#### SOURCE EXCERPT

============

When we opened Peridot in 1996 we had a lot of opportunities in small sheet metal clips and stampings at prototype quantities. Battery contacts, electrical connectors, EMI shielding etc. For the first few months we developed flat patterns from 3D models and purchased photo-chemically milled flat blanks outside source. Our primary value add was the forming. Very quickly I was signing large checks to photo-etchers each month and knew that our first wire EDM purchase was inevitable. With wire EDM you can shear up many pcs of thin sheet
Sandwich them between 2 pcs of thicker aluminum, bolt together and drill start holes
Load into the machine and burn stacks of many parts. Accuracy is crazy close on the order of +- .0005 inches. No burr and minimal heat affected zone due to the non-contact submerged process.
Since we were a startup operating beyond lean (what was left of Debra’s and my savings account) I first paid cash and bought a benchtop Hansvedt Foreman EDM from Chris Gendusa at North South Machinery.

============

#### DATA EXTRACT
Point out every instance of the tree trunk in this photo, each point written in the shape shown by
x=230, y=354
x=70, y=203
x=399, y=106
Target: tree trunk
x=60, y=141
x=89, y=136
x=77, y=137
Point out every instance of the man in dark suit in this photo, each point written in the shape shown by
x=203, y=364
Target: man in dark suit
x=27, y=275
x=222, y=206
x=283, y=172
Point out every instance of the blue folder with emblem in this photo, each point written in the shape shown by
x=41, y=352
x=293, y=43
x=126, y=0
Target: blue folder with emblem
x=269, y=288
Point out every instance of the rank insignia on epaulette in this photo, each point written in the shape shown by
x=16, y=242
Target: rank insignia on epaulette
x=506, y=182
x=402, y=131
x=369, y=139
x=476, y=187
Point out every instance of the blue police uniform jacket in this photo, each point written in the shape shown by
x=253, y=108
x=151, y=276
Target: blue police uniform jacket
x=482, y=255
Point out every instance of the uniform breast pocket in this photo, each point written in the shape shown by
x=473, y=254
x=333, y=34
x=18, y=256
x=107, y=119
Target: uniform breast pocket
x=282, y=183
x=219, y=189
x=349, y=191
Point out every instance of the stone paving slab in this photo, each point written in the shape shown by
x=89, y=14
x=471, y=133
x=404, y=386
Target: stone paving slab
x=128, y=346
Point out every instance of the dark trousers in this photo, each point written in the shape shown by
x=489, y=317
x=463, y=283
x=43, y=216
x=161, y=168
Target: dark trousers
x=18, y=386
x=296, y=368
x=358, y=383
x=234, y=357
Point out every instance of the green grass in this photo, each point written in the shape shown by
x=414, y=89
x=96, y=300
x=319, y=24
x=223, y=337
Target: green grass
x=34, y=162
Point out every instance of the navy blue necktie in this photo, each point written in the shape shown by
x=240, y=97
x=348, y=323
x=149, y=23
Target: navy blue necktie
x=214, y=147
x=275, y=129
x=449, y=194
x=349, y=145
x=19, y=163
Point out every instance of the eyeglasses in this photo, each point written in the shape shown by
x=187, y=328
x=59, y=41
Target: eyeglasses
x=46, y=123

============

#### PROBLEM TO WORK ON
Write what comes next in the passage about Peridot's early sheet metal work and its first EDM purchase, starting right after its last sentence.

#### RESPONSE BELOW
I had no CAM package so I programmed this machine line by line, so for complex blanks the programs were quite large. I remember to this day trying to go to sleep with lines of G code marching in front of my eyes instead of the proverbial sheep. Soon we were buried in EDM work and we were lucky enough to hire our first programmer Rick K. He very quickly invited (insisted) me to dump the hobby-machine Hansvedt and buy our first production worthy CNC machine, a new Mitsubishi FX10, again purchased from Chris at North South. Fast forward 21 years later and we have 5 shiny Mits EDM’s on the floor but recently the oldest one began showing signs of EDM Alzheimers. Frequent reboots and reloads of software. Had difficulty keeping down fluids and was quite balky in the morning. Seemed the end was near. 20 years of HARD service from a machine tool is not too shabby.
Today the blue truck from Lawsons Drayage pulled up with a brand new Mitsubishi EDM.
The rigger crew are often real characters but are consummate pros when it comes to moving these expensive items. I once dropped a machine tool off of a forklift so I have huge respect for these guys.
I love it when the big blue forklift is heard in our shop because it means another new machine has arrived.
Unveiled!
Off to the scrap heap for the retired machine after being stripped of all usable parts. Theterms for this old machine were 5 year lease with a $1 buyout. This machine was fully paid off 15 years ago.
In with the new!
The Peridot team is anxious to get this guy fired up and producing revenue.
And Ms Van Sickle approves!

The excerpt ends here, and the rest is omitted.